Record set:
:::::
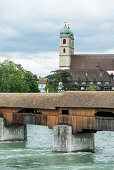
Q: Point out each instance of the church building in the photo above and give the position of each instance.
(86, 69)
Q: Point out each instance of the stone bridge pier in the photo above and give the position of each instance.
(65, 141)
(13, 132)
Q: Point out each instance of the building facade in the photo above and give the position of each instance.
(86, 69)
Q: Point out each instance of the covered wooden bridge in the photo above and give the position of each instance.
(73, 116)
(85, 111)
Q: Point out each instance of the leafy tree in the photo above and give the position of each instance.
(32, 84)
(49, 88)
(60, 80)
(13, 80)
(92, 88)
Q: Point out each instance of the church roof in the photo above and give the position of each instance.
(92, 61)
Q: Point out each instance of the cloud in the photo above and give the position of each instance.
(29, 30)
(40, 64)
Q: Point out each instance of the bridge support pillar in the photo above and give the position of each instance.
(65, 141)
(12, 132)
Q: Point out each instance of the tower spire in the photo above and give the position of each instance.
(68, 24)
(65, 21)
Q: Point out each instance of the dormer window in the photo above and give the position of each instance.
(83, 82)
(64, 41)
(107, 82)
(91, 82)
(76, 82)
(64, 50)
(99, 82)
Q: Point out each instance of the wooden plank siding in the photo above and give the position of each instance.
(79, 118)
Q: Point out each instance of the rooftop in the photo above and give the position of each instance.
(79, 99)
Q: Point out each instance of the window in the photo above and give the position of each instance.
(76, 82)
(83, 82)
(64, 41)
(99, 82)
(64, 50)
(107, 82)
(107, 88)
(65, 112)
(91, 82)
(82, 88)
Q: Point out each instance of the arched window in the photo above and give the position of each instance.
(64, 50)
(64, 41)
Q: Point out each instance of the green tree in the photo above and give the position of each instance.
(49, 88)
(13, 80)
(30, 81)
(60, 80)
(92, 88)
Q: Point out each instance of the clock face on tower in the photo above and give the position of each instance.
(65, 62)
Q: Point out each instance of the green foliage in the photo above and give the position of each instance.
(49, 88)
(13, 80)
(60, 80)
(32, 84)
(92, 88)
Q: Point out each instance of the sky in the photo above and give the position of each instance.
(29, 30)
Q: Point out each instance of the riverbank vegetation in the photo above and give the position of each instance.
(13, 80)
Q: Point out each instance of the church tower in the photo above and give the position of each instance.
(66, 47)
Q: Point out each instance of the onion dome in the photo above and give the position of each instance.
(66, 31)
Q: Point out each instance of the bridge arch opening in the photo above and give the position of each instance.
(104, 114)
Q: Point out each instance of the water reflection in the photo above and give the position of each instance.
(36, 153)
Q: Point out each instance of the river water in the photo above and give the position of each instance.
(36, 154)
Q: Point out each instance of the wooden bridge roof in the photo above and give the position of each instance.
(81, 99)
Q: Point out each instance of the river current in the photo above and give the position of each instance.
(36, 153)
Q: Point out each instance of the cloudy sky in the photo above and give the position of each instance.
(29, 30)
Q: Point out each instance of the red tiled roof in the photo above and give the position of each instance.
(92, 61)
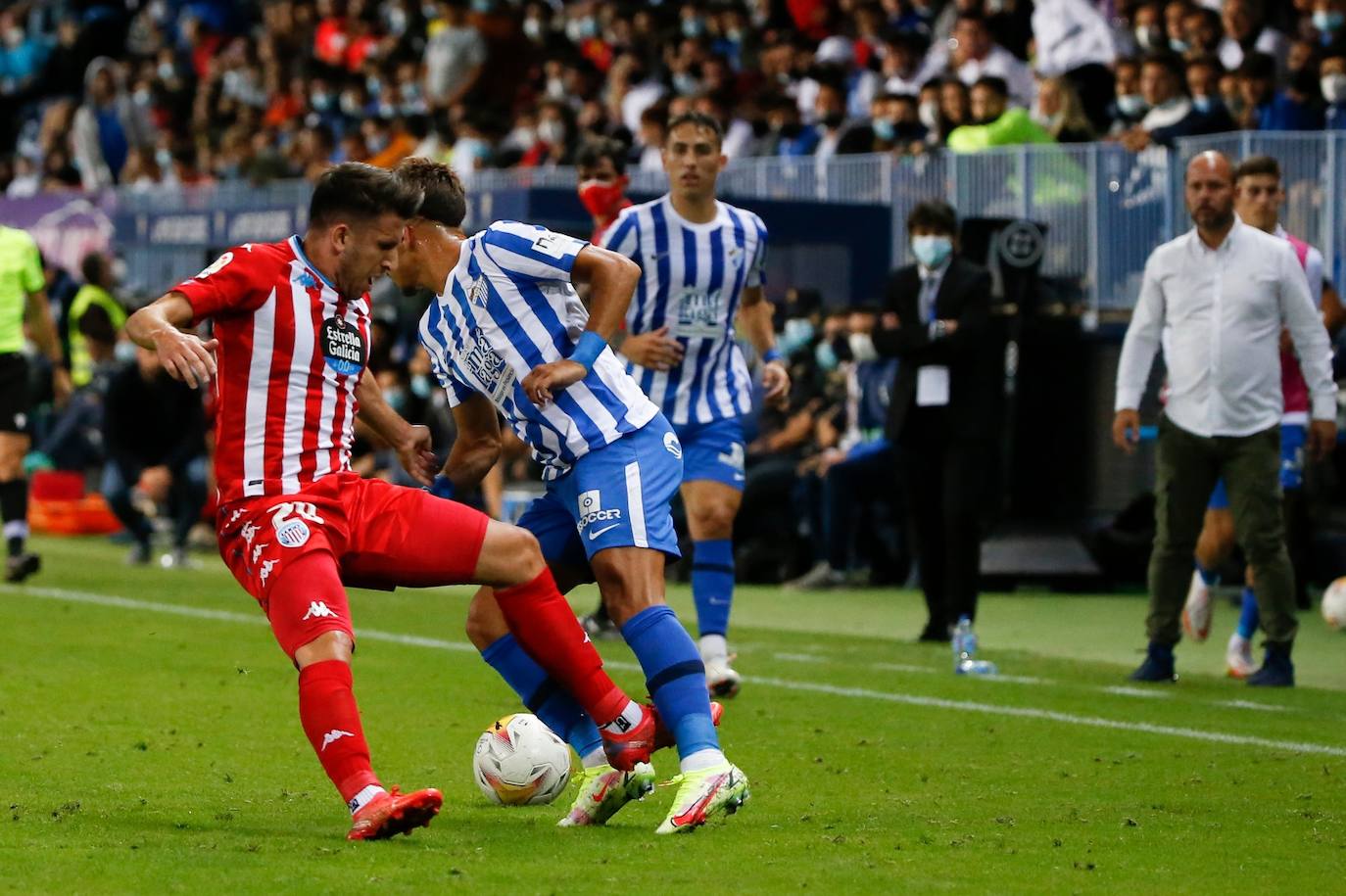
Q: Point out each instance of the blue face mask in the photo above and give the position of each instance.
(825, 355)
(1328, 21)
(797, 334)
(932, 251)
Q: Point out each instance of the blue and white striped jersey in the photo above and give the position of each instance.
(507, 307)
(692, 280)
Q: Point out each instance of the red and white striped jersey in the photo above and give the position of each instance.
(291, 354)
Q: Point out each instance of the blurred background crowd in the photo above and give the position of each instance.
(143, 92)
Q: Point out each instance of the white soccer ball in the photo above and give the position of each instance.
(1334, 604)
(520, 762)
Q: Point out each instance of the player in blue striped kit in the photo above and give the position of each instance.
(702, 268)
(507, 337)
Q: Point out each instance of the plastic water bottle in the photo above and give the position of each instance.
(965, 651)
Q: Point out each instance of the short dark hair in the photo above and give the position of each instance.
(443, 201)
(1169, 62)
(700, 119)
(359, 191)
(1256, 165)
(598, 148)
(933, 214)
(993, 83)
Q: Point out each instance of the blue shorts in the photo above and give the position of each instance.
(615, 496)
(1292, 438)
(712, 450)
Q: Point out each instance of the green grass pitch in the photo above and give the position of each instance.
(150, 743)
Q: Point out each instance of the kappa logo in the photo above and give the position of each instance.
(591, 510)
(333, 736)
(319, 610)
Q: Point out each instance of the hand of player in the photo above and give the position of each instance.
(61, 385)
(1322, 438)
(186, 356)
(653, 350)
(776, 380)
(413, 450)
(1126, 429)
(544, 381)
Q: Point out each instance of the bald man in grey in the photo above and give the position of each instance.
(1219, 298)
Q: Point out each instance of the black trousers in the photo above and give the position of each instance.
(949, 492)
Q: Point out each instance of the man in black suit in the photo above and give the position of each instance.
(943, 413)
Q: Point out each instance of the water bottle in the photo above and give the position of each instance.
(964, 642)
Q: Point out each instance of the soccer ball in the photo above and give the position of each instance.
(1334, 604)
(520, 762)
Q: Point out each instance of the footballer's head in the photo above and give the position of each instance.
(356, 221)
(440, 212)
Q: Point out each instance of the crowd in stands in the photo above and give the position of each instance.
(143, 92)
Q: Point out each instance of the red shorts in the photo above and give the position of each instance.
(367, 535)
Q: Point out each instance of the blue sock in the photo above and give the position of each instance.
(1248, 618)
(712, 584)
(675, 676)
(543, 695)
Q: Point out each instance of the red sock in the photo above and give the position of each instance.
(331, 720)
(546, 626)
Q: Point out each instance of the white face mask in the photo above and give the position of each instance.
(1334, 87)
(932, 251)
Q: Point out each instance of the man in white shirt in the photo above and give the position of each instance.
(1219, 296)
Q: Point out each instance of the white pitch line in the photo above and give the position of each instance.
(835, 690)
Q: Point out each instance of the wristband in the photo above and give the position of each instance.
(589, 349)
(443, 488)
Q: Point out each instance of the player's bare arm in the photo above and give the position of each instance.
(43, 331)
(184, 355)
(410, 442)
(755, 317)
(611, 279)
(478, 445)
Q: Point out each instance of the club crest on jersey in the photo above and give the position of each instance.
(292, 533)
(344, 346)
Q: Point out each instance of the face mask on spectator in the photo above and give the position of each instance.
(1132, 105)
(551, 130)
(929, 114)
(1328, 21)
(1334, 87)
(797, 334)
(1150, 38)
(931, 249)
(825, 355)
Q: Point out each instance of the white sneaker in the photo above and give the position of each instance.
(1195, 612)
(720, 679)
(1238, 657)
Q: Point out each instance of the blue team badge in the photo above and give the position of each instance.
(344, 348)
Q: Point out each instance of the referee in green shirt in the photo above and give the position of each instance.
(24, 296)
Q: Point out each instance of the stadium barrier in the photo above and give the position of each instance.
(1086, 215)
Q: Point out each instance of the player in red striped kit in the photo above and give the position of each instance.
(291, 333)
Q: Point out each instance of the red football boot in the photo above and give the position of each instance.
(395, 813)
(664, 734)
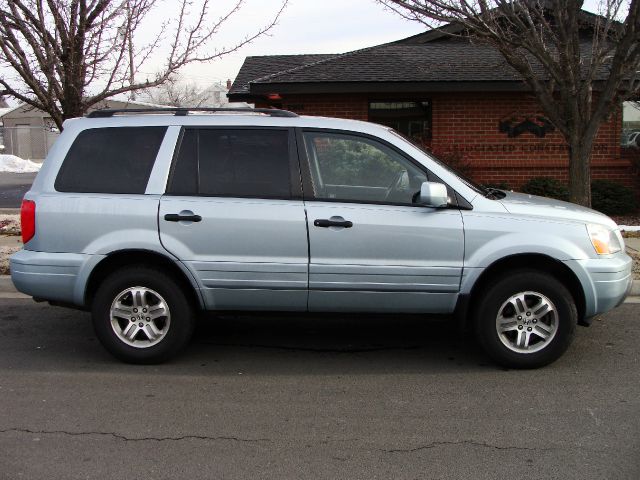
:::::
Task brief: Find every line in the material above that contains the word "crowd", and copy each one.

Solution:
Q: Point out each instance of the blurred background crowd in the photo above and give the position of each instance.
Q: Point out each instance of the crowd in stands in the photo above and give the position of each instance.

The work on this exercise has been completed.